↓

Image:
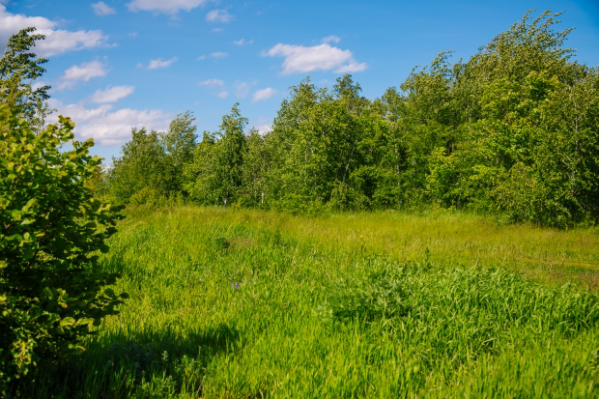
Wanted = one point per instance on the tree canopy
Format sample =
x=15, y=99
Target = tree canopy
x=512, y=130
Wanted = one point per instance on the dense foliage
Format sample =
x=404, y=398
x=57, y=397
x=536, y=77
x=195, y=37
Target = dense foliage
x=513, y=130
x=52, y=288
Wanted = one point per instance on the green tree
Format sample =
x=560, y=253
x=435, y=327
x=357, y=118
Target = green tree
x=53, y=291
x=19, y=67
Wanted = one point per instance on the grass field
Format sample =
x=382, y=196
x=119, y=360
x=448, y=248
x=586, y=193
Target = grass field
x=250, y=304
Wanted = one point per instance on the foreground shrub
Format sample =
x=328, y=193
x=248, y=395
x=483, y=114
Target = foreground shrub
x=52, y=289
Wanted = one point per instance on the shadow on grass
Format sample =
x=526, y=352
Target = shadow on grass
x=152, y=364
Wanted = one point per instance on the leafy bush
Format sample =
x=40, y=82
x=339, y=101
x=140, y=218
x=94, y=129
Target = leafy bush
x=52, y=289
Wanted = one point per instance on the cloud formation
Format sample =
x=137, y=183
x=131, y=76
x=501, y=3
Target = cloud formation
x=219, y=16
x=58, y=41
x=102, y=9
x=242, y=89
x=107, y=126
x=160, y=63
x=242, y=42
x=331, y=39
x=81, y=73
x=218, y=55
x=263, y=94
x=164, y=6
x=263, y=126
x=302, y=59
x=111, y=94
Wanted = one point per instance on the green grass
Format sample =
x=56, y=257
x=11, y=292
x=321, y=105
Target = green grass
x=249, y=304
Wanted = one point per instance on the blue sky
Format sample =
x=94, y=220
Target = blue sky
x=119, y=64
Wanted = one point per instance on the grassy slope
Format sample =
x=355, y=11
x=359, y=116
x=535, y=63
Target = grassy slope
x=246, y=304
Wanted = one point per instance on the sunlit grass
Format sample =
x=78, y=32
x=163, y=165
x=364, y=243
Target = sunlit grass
x=244, y=304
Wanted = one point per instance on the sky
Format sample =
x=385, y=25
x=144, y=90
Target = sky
x=118, y=64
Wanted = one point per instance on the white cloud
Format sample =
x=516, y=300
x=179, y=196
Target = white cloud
x=263, y=126
x=212, y=82
x=164, y=6
x=111, y=94
x=107, y=126
x=219, y=16
x=81, y=73
x=322, y=57
x=102, y=9
x=58, y=41
x=160, y=63
x=331, y=39
x=242, y=42
x=263, y=94
x=218, y=55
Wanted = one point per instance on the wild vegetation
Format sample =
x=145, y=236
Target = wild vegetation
x=249, y=303
x=513, y=131
x=53, y=291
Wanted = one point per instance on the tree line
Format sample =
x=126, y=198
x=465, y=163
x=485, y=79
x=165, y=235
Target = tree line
x=513, y=130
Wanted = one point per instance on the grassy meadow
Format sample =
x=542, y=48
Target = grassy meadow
x=252, y=304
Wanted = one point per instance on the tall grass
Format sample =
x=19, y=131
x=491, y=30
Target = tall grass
x=248, y=304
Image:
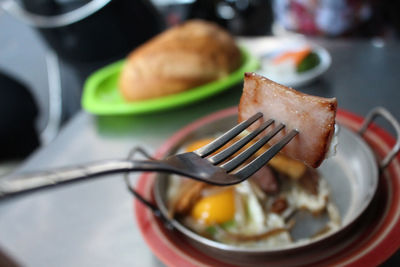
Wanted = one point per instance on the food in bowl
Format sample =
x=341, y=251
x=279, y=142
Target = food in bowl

↑

Repeat every row above word for word, leaving out the pictures.

Image:
Wanted = one point per instance on the tree canopy
Format sample =
x=15, y=99
Target = tree canopy
x=512, y=130
Wanted = one point per instance on the dense foliage
Format sample =
x=404, y=398
x=57, y=397
x=536, y=77
x=195, y=37
Target = dense foliage
x=513, y=130
x=52, y=288
Wanted = one point per instance on the green tree
Format sample =
x=560, y=253
x=435, y=327
x=357, y=118
Target = green tree
x=53, y=291
x=19, y=67
Wanted = one point per instance on the grass field
Format sample =
x=382, y=196
x=119, y=360
x=448, y=248
x=586, y=193
Target = grass field
x=250, y=304
Wanted = one point per instance on the foreground shrub
Format sample =
x=328, y=193
x=248, y=395
x=483, y=114
Target = foreground shrub
x=52, y=289
Wanted = one point per instance on the shadow on grass
Format sample =
x=526, y=352
Target = shadow on grass
x=152, y=364
Wanted = one point per instance on the leafy bush
Format sample =
x=40, y=82
x=339, y=101
x=140, y=218
x=94, y=129
Target = leafy bush
x=52, y=289
Wanted = one point per instance on the cloud formation
Format sample =
x=137, y=183
x=131, y=76
x=501, y=3
Target = cloud formation
x=219, y=16
x=58, y=41
x=102, y=9
x=242, y=89
x=107, y=126
x=160, y=63
x=242, y=42
x=331, y=39
x=81, y=73
x=218, y=55
x=263, y=94
x=164, y=6
x=263, y=126
x=302, y=59
x=111, y=94
Wanted = one point per instance on the green grass
Format sample =
x=56, y=257
x=11, y=292
x=321, y=105
Target = green grass
x=249, y=304
Wanted = one point per instance on the blue sky
Format sample =
x=94, y=220
Target = blue sky
x=119, y=64
Wanted = one point per instance on the grassy slope
Format sample =
x=355, y=11
x=359, y=116
x=535, y=63
Target = grassy slope
x=246, y=304
Wanted = one point per instance on the sunlit grass
Format sample =
x=78, y=32
x=163, y=165
x=364, y=243
Target = sunlit grass
x=244, y=304
Wanted = one point per instance on the sky
Format sample =
x=385, y=25
x=144, y=90
Target = sky
x=118, y=64
Wanted = one point per instance on the white cloud
Format sample =
x=516, y=300
x=179, y=196
Target = white cloud
x=263, y=126
x=212, y=82
x=164, y=6
x=111, y=94
x=107, y=126
x=219, y=16
x=81, y=73
x=322, y=57
x=102, y=9
x=58, y=41
x=160, y=63
x=331, y=39
x=242, y=42
x=263, y=94
x=218, y=55
Wanted = one point per instance on the wild vegetation
Format sample =
x=145, y=236
Target = wild vegetation
x=249, y=303
x=513, y=131
x=53, y=291
Wanted = one point per instance on the tree line
Format sample =
x=126, y=198
x=465, y=163
x=485, y=79
x=165, y=235
Target = tree line
x=513, y=130
Wanted = one point per instance on the grassy meadow
Format sample =
x=542, y=48
Target = grassy meadow
x=252, y=304
Wanted = one point per instance on the tall grass
Format sample =
x=19, y=131
x=491, y=30
Target = tall grass
x=248, y=304
Image:
Wanted = one point per instance on the food in bowl
Format sample =
x=341, y=251
x=279, y=142
Target = food in bowl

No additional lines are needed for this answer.